Even if or when this changes, the architecture needs a lot of refactoring before unlocking consolidation benefits. This means that changes can be deployed somewhat haphazardly, often without the forenotice brands and other users expect.

 

 

Many brands I talk with describe challenges with different reports from Amazon not ticking and tying…why is that the case and is it cause for concern?

 

Mainly because of the same engineering diversity challenge I just mentioned: small teams each owning portions of a product, instead of a centrally planned monolith. Since different teams build things differently, this adds diversity where it isn’t wanted, like to report schemas, underlying data sources, etc.

 

That all gets exacerbated because Amazon is a global company. For example, different teams handle time zones and date cut-offs differently. In some cases, a report may be in Pacific Time (since that’s HQ), in other cases in GMT, in still others they will render in whatever time zone the user’s computer is in. A seller in Spain may have to bridge reports rendering in three different time zones.

DATA FOR REVIEW:
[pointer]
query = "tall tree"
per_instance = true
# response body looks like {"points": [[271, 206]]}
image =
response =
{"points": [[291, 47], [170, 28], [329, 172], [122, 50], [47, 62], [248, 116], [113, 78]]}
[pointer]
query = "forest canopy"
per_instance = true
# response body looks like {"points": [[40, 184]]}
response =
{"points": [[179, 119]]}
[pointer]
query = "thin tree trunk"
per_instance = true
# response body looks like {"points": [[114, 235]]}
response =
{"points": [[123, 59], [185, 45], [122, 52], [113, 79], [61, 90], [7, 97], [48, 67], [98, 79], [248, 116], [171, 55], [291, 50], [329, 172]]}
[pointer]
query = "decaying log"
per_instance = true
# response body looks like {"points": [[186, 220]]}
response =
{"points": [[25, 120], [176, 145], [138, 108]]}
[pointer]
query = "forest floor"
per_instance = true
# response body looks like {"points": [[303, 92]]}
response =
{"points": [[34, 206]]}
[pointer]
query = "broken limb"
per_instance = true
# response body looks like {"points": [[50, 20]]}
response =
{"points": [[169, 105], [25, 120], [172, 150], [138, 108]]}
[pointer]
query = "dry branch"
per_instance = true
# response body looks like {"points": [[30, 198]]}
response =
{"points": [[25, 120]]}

TASKS TO PERFORM:
**a.** From the Amazon reports passage, copy the part that opens with the words containing "Even if or when" and closes with "other users expect.".
**b.** Which time zones does the Amazon reports passage say a report may render in? List every one.
**c.** Based on the Amazon reports passage, answer yes or no to each statement below and quote the words of the passage that decide it.
(i) A seller in Spain may have to bridge reports rendering in three different time zones.
(ii) Amazon's products are built as a centrally planned monolith.
(iii) Changes are always announced to brands well ahead of deployment.

LIST OF SOLUTIONS:
**a.**
Even if or when this changes, the architecture needs a lot of refactoring before unlocking consolidation benefits. This means that changes can be deployed somewhat haphazardly, often without the forenotice brands and other users expect.

**b.**
- Pacific Time
- GMT
- whatever time zone the user's computer is in

**c.**
(i) Yes: "A seller in Spain may have to bridge reports rendering in three different time zones."
(ii) No: "small teams each owning portions of a product, instead of a centrally planned monolith."
(iii) No: "changes can be deployed somewhat haphazardly, often without the forenotice brands and other users expect."